What needs to be done — Render the records below as a two-column CSV with the header command,boxes, one row per record, placing each command line and its result in its own quoted field with line breaks replaced by spaces. Omit the pictures.

Supplied information —
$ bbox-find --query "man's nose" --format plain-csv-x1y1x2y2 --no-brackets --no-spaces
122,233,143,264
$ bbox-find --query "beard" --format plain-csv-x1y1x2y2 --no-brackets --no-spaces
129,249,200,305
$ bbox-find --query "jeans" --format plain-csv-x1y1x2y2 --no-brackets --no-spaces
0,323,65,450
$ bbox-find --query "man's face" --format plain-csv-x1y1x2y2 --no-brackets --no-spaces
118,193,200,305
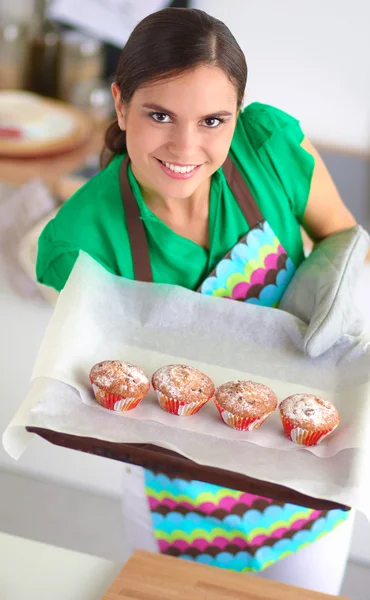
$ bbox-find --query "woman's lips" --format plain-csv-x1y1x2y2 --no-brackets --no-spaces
157,158,202,179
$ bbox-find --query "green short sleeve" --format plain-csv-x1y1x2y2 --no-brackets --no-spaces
243,103,315,223
36,221,79,292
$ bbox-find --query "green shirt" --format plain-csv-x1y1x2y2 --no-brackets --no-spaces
36,103,314,290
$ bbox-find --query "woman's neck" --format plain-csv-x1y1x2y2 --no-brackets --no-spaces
141,179,211,249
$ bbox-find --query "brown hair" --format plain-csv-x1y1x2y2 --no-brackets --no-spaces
102,8,247,166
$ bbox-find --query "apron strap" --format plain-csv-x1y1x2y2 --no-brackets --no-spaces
222,155,264,229
119,155,153,282
119,155,264,282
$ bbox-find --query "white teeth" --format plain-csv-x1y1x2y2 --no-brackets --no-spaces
162,161,195,173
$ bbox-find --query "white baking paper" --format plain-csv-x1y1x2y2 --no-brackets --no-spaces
3,253,370,516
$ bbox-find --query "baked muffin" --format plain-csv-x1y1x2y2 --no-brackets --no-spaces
89,360,150,411
152,365,215,417
279,394,339,446
215,381,278,431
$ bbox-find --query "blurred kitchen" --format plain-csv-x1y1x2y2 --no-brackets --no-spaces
0,0,370,600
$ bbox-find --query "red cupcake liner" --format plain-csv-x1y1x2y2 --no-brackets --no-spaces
156,390,209,417
92,383,145,412
214,400,271,431
281,416,335,446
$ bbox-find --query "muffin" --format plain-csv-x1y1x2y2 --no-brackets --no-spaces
152,365,215,417
279,394,339,446
89,360,150,411
215,381,278,431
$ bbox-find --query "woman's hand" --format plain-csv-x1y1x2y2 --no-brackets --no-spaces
301,138,356,242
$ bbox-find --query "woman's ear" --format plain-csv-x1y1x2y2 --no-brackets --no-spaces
111,81,126,131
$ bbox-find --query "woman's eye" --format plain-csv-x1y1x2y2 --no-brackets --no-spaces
203,117,223,129
149,113,171,123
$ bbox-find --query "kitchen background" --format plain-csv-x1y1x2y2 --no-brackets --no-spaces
0,0,370,600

Solution —
command,boxes
"$ bbox-find --query ""man's nose"" --format plain-csv-x1y1x2y2 --no-brackets --no-spaces","122,233,143,264"
"$ bbox-find --query ""beard"" --format plain-csv-x1y1x2y2 --no-brackets --no-spaces","129,249,200,305"
"$ bbox-find --query ""jeans"" --format plain-csv-x1y1x2y2 --no-brackets --no-spaces","0,323,65,450"
"$ bbox-find --query ""man's face"" --format plain-csv-x1y1x2y2 --no-brackets --no-spaces","118,193,200,305"
"$ bbox-find --query ""woman's lips"" --format plain-csv-x1y1x2y2 --no-brackets --no-spaces","157,158,202,179"
"$ bbox-find --query ""green short sleeve"" --format plain-csv-x1y1x2y2 --no-brackets --no-spaces","243,103,315,223 36,221,79,292"
"$ bbox-find --query ""green shirt"" --format plain-csv-x1y1x2y2 --no-brackets --no-spaces","36,103,314,290"
"$ bbox-find --query ""woman's neck"" --format plain-csv-x1y1x2y2 --no-brackets --no-spaces","141,179,211,249"
"$ bbox-find --query ""brown hair"" --format plain-csv-x1y1x2y2 --no-brackets --no-spaces","102,8,247,166"
"$ bbox-find --query ""apron strap"" --format plain-csv-x1y1x2y2 --no-brackets --no-spaces","222,155,264,229 119,155,153,282 119,155,264,282"
"$ bbox-find --query ""white teeth"" --format plain-csv-x1y1x2y2 --no-brackets --no-spaces","162,161,195,173"
"$ bbox-find --query ""white baking paper"" --format plain-csv-x1y1x2y2 --no-brackets --no-spaces","3,253,370,516"
"$ bbox-find --query ""baked muffin"" --format plain-csv-x1y1x2y2 --no-brackets --no-spaces","89,360,150,411 152,365,215,417 279,394,339,446 215,381,278,431"
"$ bbox-find --query ""blurred kitchen"" --format plain-csv-x1y1x2y2 --no-brackets --no-spaces","0,0,370,600"
"$ bbox-find --query ""red cupcake liner"" --format plain-csv-x1y1x2y2 --no-brackets --no-spaces","156,390,209,417 92,383,145,412 214,400,271,431 281,416,335,446"
"$ bbox-find --query ""muffin"" --format plain-csv-x1y1x2y2 --no-brackets --no-spaces","152,365,215,417 279,394,339,446 89,360,150,411 215,381,278,431"
"$ bbox-find --query ""woman's hand"" --format plain-csv-x1y1x2y2 --no-brackets --no-spaces","301,138,356,242"
"$ bbox-find --query ""woman's ear"" --format plain-csv-x1y1x2y2 --no-brackets --no-spaces","111,81,126,131"
"$ bbox-find --query ""woman's eye"" --format plain-csv-x1y1x2y2 --no-brackets --no-spaces","203,117,223,129 149,113,171,123"
"$ bbox-find --query ""kitchen background"" --format plain-csv-x1y1x2y2 --no-brackets --no-spaces","0,0,370,600"